> _QUOTED PASSAGE_:
[AusNOG] Data Retention and CGNAT - educational exercise

Scott Howard scott at doc.net.au
Thu Mar 26 06:23:00 EST 2015


https://www.rfc-editor.org/rfc/rfc7422.txt

  Scott


On Wed, Mar 25, 2015 at 6:16 AM, Scott O'Brien <scott at scottyob.com> wrote:

> G’Day Noggers,
>
> Just a little light hearted post to get the minds ticking.  There has been
> a bit of talk about the data retention requirements of late, what’s
> required to be kept, and what CGNAT might mean for the complexity and
> amount of information to keep.
>
> I’m not sure if providers are asked just to keep information of "who had
> what address” at a given time or if full records of sessions made
> (including src and dst address) are required such that you need to keep
> logs of flows somehow, be it netflow or some other way.  It has been
> mentioned that if it were the former, keeping just RADIUS logs would not be
> enough in an environment where CGNAT is used.  To get a successful match of
> “who had what address and port” at a given time, you’re going to have to be
> logging all the translations through a NAT appliance.  An exercise which
> can be expensive for the amount of data you need to keep.  Even with the
> deployment of ipv6 where more traffic becomes native and you’ll have to
> look after less translations, this is something that might be still
> required for a time yet! ;)
>
> I’m curious of another way to do NAT to reduce the amount of data you need
> to keep and have an idea.  A little background, a single IP address can be
> translated a lot of times.  A TCP/UDP IP packet can have 65535 ports.  The
> translation table can be made up of a tuple of src address, src port, dst
> port AND destination address.  The last part means you can use the same
> address AND PORT for multiple translations to a bunch of different hosts
> out there on the internet.  This means if the NAT appliance was capable of
> it, there is a ton of translations that can occur on just a single IP and
> Port.

> _EXTRACTED INFORMATION_:
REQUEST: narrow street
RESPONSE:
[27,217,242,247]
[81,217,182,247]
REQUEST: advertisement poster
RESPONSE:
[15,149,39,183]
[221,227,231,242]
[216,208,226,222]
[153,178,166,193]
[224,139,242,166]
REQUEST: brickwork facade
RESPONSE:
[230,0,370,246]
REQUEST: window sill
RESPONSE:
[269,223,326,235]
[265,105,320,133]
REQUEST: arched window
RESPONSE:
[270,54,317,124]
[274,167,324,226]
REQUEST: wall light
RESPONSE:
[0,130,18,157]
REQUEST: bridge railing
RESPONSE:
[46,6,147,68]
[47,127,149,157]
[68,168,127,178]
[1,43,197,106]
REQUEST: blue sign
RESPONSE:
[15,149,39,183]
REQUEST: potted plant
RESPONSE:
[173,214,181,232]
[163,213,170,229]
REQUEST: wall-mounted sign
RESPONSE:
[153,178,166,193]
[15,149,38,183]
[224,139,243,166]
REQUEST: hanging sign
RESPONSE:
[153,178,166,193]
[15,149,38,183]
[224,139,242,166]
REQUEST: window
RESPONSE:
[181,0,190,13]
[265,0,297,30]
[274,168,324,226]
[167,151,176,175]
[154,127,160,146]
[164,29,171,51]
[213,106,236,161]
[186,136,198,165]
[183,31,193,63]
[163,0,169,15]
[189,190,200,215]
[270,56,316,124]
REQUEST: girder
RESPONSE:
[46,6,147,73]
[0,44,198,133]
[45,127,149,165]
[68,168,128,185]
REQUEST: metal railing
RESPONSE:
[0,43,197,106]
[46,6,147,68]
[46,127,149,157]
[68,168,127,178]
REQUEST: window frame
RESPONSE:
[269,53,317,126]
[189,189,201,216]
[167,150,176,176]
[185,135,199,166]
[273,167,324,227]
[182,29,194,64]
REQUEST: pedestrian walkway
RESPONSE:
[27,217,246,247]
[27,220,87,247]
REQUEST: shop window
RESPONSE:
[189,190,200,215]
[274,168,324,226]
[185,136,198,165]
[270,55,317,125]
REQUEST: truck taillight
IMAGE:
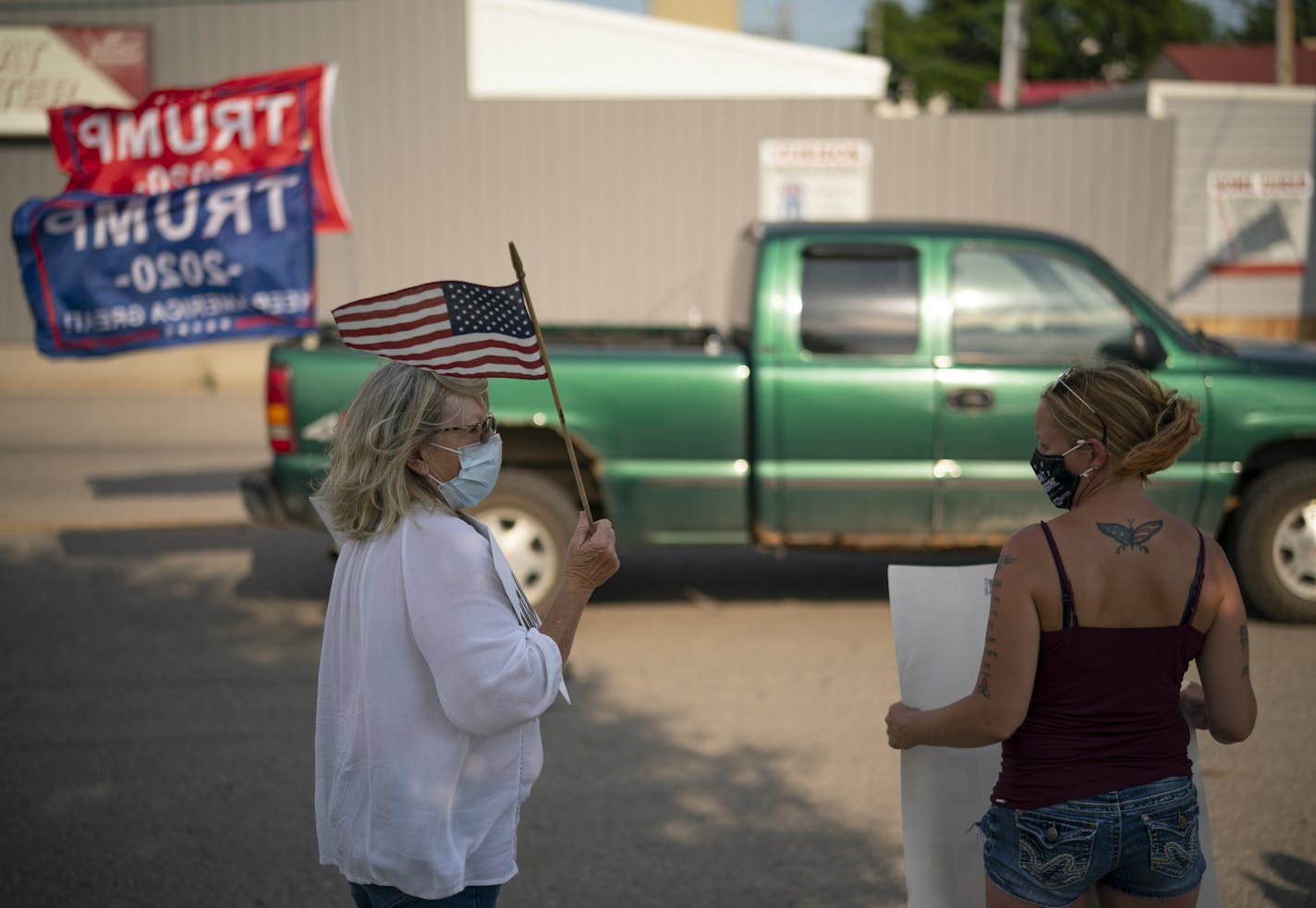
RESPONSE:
[264,365,298,454]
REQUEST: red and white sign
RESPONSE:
[50,65,351,232]
[0,25,150,136]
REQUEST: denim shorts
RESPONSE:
[978,777,1207,908]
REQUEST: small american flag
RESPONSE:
[333,280,547,379]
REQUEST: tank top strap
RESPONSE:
[1037,520,1078,628]
[1179,530,1207,623]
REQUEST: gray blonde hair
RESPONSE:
[317,359,488,539]
[1042,359,1201,481]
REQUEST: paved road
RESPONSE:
[0,394,1316,908]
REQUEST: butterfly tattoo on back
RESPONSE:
[1096,517,1164,554]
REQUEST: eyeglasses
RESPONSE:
[1052,366,1105,445]
[437,413,497,442]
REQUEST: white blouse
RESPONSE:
[316,509,562,899]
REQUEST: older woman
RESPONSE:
[316,362,617,908]
[887,363,1257,908]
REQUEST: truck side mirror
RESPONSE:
[1102,325,1166,371]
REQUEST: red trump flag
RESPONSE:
[49,63,351,232]
[333,280,547,379]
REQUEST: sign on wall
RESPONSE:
[0,25,150,136]
[1207,170,1312,272]
[758,139,872,221]
[50,65,350,232]
[13,161,314,357]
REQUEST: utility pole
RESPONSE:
[1275,0,1294,86]
[999,0,1028,111]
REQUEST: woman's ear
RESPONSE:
[1087,438,1108,468]
[407,447,429,477]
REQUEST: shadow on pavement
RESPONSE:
[59,524,333,601]
[1244,852,1316,908]
[500,668,906,908]
[0,527,904,908]
[593,546,1000,604]
[87,470,243,498]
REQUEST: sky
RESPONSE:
[570,0,1238,49]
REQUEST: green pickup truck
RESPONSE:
[242,223,1316,621]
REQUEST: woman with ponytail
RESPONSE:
[887,362,1257,908]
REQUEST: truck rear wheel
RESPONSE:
[471,470,580,614]
[1229,461,1316,623]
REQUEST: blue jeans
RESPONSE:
[351,883,503,908]
[978,777,1207,908]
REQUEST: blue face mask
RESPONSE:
[425,434,503,511]
[1030,441,1096,509]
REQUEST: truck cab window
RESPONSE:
[800,246,919,356]
[950,248,1133,363]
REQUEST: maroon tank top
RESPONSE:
[991,523,1207,809]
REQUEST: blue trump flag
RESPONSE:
[13,162,316,357]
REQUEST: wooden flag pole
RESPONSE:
[506,242,593,530]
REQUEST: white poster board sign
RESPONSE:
[758,139,872,221]
[887,564,1220,908]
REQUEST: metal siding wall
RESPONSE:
[1167,97,1316,322]
[0,0,1173,341]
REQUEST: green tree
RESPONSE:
[857,0,1221,108]
[1229,0,1316,44]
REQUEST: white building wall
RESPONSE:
[1148,81,1316,338]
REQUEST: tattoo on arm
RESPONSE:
[974,574,1015,700]
[1096,517,1164,554]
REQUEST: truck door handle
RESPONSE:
[946,388,996,409]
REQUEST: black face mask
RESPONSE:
[1030,441,1096,509]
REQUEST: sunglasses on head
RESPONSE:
[1052,366,1105,445]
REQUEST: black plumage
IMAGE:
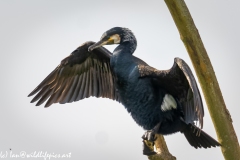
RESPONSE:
[29,27,220,152]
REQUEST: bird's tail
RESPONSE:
[182,124,221,149]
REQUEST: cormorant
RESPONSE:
[29,27,220,154]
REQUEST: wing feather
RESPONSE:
[28,42,119,107]
[138,58,204,128]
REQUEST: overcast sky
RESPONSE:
[0,0,240,160]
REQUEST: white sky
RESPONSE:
[0,0,240,160]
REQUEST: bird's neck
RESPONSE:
[113,40,137,55]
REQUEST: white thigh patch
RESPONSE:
[161,94,177,111]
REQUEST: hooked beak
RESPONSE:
[88,40,108,52]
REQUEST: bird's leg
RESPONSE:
[142,122,161,156]
[142,122,161,142]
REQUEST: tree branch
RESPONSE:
[145,134,176,160]
[165,0,240,160]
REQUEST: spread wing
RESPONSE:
[28,42,118,107]
[138,58,204,128]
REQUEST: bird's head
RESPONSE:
[88,27,137,51]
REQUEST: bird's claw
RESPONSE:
[143,140,157,156]
[142,130,157,142]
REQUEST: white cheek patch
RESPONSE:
[111,34,121,44]
[161,94,177,111]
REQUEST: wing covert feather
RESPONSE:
[28,42,119,107]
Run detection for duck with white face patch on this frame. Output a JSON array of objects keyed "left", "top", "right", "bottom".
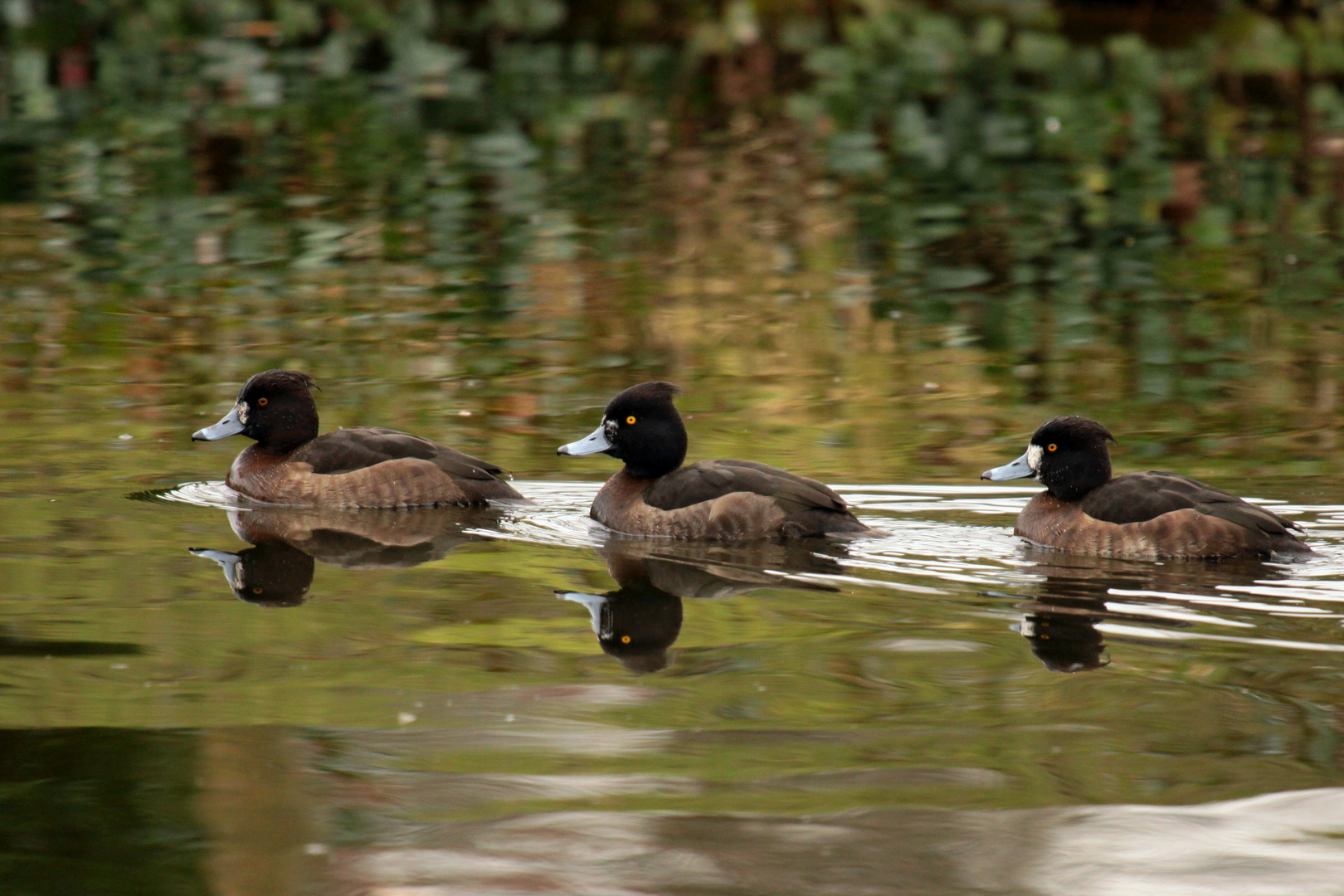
[{"left": 980, "top": 416, "right": 1312, "bottom": 559}]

> _EXERCISE TASKS_:
• a. In the mailing list post on data retention and CGNAT, why can a NAT appliance use the same address and port for multiple translations?
• b. Reproduce the passage from the mailing list post starting at "On Wed, Mar" and ending at "information to keep.".

> _PROBLEM SOLUTIONS_:
• a. The translation table can be made up of a tuple of source address, source port, destination port and destination address. Because the destination address is part of that tuple, the same address and port can be reused for translations to many different hosts on the internet.

• b.
On Wed, Mar 25, 2015 at 6:16 AM, Scott O'Brien <scott at scottyob.com> wrote:

> G’Day Noggers,
>
> Just a little light hearted post to get the minds ticking.  There has been
> a bit of talk about the data retention requirements of late, what’s
> required to be kept, and what CGNAT might mean for the complexity and
> amount of information to keep.